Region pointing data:
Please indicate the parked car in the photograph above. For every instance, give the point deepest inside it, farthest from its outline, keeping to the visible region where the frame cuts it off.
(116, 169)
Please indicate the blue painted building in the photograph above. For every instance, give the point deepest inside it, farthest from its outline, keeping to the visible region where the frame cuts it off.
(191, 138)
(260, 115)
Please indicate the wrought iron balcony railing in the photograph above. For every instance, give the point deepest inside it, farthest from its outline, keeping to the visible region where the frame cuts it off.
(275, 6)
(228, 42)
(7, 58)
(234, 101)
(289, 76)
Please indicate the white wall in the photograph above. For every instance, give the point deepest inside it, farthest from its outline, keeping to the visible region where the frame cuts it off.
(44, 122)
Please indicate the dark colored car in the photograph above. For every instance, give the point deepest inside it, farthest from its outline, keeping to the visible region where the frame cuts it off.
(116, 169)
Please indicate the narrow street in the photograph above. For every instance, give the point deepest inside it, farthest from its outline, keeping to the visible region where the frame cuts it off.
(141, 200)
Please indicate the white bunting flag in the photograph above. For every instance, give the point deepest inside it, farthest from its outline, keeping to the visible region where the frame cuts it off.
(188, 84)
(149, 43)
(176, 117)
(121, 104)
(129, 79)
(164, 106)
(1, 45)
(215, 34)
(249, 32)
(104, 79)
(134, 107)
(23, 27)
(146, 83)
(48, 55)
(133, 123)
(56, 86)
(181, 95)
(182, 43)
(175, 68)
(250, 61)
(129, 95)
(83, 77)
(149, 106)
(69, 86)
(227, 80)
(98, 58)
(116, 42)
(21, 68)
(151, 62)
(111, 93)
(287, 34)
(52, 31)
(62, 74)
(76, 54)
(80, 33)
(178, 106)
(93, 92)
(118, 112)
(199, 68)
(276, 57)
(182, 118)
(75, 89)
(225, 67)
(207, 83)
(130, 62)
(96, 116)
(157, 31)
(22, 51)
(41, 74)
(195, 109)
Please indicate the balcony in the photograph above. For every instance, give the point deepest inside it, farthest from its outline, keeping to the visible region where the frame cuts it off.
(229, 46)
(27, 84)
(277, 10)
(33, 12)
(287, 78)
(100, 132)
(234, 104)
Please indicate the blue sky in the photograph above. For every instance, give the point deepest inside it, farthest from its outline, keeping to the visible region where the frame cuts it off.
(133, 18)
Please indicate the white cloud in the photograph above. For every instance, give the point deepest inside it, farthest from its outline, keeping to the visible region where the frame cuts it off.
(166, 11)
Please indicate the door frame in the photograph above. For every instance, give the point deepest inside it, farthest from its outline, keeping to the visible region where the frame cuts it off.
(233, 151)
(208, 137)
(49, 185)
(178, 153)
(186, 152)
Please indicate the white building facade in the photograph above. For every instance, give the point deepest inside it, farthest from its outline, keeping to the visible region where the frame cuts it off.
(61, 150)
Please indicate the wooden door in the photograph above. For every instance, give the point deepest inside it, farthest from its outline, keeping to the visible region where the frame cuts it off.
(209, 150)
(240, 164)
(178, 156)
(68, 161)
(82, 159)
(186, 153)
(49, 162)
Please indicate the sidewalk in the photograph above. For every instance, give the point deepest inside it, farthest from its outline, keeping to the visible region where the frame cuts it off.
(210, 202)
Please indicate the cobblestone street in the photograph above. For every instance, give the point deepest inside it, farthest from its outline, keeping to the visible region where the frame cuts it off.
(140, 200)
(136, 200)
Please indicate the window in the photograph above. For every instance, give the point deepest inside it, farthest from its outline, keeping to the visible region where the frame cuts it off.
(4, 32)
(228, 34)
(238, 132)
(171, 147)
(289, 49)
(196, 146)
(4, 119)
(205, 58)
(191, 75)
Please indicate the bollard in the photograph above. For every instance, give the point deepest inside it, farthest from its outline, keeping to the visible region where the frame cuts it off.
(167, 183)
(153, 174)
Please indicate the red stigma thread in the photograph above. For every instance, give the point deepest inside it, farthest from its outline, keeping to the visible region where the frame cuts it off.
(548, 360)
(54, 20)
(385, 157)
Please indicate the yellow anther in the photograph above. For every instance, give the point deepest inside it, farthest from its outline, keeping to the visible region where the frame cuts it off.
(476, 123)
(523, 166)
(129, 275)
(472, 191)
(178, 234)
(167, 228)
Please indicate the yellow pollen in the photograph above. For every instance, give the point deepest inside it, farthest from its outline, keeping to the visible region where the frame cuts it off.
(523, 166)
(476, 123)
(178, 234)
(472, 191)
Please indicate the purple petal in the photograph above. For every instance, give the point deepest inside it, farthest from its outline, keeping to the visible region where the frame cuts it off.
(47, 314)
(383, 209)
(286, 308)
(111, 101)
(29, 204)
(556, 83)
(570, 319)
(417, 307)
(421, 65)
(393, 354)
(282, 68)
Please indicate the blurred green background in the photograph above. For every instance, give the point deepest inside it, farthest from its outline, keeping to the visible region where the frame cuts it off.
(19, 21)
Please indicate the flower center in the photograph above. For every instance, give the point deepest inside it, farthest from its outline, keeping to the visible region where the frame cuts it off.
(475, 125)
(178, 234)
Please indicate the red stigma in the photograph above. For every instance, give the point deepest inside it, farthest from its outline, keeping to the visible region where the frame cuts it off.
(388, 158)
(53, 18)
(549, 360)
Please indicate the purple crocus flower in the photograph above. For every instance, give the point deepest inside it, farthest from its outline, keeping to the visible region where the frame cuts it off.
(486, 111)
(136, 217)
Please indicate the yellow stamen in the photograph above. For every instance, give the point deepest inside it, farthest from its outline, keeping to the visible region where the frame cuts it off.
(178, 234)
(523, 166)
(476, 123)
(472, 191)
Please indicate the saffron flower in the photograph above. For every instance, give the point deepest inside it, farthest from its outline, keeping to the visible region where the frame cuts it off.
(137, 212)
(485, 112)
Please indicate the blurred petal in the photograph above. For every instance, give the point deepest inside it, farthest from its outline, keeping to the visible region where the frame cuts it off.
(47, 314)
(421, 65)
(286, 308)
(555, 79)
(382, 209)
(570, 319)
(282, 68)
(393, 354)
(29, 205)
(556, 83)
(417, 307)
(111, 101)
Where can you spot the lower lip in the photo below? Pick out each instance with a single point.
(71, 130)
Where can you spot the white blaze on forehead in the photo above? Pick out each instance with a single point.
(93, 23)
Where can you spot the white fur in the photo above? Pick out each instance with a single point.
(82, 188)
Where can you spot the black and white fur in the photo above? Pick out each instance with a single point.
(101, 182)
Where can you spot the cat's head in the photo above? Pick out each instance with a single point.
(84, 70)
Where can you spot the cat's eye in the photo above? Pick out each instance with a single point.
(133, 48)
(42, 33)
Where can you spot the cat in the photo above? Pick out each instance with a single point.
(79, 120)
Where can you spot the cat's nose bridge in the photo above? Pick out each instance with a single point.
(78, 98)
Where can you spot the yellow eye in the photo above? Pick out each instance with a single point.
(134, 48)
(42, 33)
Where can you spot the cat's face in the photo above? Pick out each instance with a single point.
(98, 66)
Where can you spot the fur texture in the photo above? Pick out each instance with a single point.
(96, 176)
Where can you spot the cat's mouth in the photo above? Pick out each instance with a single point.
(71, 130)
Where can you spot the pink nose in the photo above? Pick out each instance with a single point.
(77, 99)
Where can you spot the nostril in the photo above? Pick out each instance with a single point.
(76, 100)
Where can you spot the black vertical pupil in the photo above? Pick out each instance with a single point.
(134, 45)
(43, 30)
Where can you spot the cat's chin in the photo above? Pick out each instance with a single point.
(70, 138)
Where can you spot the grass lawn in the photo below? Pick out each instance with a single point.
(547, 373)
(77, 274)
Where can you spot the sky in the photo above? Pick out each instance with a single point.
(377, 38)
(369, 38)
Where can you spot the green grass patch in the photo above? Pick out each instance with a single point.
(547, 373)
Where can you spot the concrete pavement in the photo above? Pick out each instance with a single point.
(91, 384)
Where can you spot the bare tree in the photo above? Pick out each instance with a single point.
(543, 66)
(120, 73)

#### [Work required]
From the line containing "Where can you spot the concrete" down to the last line, reproduce the records exactly. Include both ends.

#### [Your response]
Where can you spot the concrete pavement in the photo above? Pick out each instance with a single point.
(91, 384)
Where can you spot the bare tree in the photo above? Pick out each instance with a single point.
(543, 66)
(120, 73)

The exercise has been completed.